取り組む内容
エリアマーケティングについての抜粋をもとに、次の問いに答えてください。
1. 建物賃貸事業の長期安定経営を実現するために欠かせないとされているものは何ですか。
2. エリアマーケティングは一般的に、全国一律の戦略ではなく、何に応じた戦略を展開することだとされていますか。
3. 建物賃貸事業における需要とは、何の量だとされていますか。

読解用抜粋
========================================================================

建物賃貸事業の長期安定経営を実現するためには、「エリアマーケティング」が欠かせません。

しかし初めて建物賃貸事業に取り組む方からは、これが何なのかよく分からないという声をよく聞きます。

そこで今回は、エリアマーケティングの基本についてお伝えします。



動画で分かる!
エリアマーケティングレポート

エリアマーケティングとは

どのような事業であっても、ビジネスは必ず需要と供給の関係が成り立ちます。需要と供給のバランスがとれることで事業が成り立つわけです。

少し視点を変えれば、需要が無ければ事業は成り立たず、需要を超えるビジネスは成立・存続しないことになります。このため何らかの事業を始める際には、その事業における現在・将来の需要を調べる・調査することが極めて重要です。


エリアマーケティングとは一般的に、「ビジネスにおいて、全国一律の戦略ではなく、地域(エリア)の需要・特性に応じた戦略を展開すること」を言います。

建物賃貸事業における需要とは、居住者やテナント企業などのニーズの量ということになりますが、それらを測るためには、地域の特性や計画地の立地条件など、さまざまな角度からデータを集め、分析していくことがとても重要です。

まずはざっくりとどのようなものなのか、幅広く知っておきましょう。



建物賃貸事業におけるエリアマーケティングとは


仮に、あなたが自宅近くで建物賃貸事業を始めたとしたら、どのような方の入居が見込めるでしょうか?どのような年代・どのような家族構成の方が住むのに適した立地ですか?

近くにはどのような生活関連施設や公共施設、学校や、会社、その他施設がありますか?駅までの距離はどのくらいですか?

========================================================================

保存データ

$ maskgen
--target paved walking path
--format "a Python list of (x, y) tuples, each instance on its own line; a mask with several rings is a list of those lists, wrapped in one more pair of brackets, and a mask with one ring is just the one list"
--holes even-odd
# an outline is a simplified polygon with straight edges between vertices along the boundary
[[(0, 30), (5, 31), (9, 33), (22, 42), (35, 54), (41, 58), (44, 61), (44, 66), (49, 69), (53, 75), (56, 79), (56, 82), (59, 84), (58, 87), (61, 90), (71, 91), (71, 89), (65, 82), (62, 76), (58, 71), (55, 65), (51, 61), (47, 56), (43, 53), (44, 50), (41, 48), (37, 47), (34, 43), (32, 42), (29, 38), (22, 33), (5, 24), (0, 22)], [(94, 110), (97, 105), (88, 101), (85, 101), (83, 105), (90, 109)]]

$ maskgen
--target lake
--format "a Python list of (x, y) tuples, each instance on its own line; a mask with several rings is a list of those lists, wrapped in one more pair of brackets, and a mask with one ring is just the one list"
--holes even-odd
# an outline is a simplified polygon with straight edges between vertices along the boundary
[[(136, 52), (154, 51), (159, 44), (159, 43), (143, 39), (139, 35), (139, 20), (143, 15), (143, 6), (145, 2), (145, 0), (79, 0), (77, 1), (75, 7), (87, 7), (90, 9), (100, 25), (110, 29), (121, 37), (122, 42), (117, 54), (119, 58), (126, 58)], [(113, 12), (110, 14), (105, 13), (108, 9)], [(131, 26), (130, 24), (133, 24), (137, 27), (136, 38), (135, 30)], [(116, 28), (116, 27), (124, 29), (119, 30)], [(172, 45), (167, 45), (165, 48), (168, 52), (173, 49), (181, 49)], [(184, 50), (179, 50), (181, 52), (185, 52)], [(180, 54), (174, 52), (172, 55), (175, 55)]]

========================================================================

問題の解答
1. エリアマーケティング
2. 地域(エリア)の需要・特性
3. 居住者やテナント企業などのニーズの量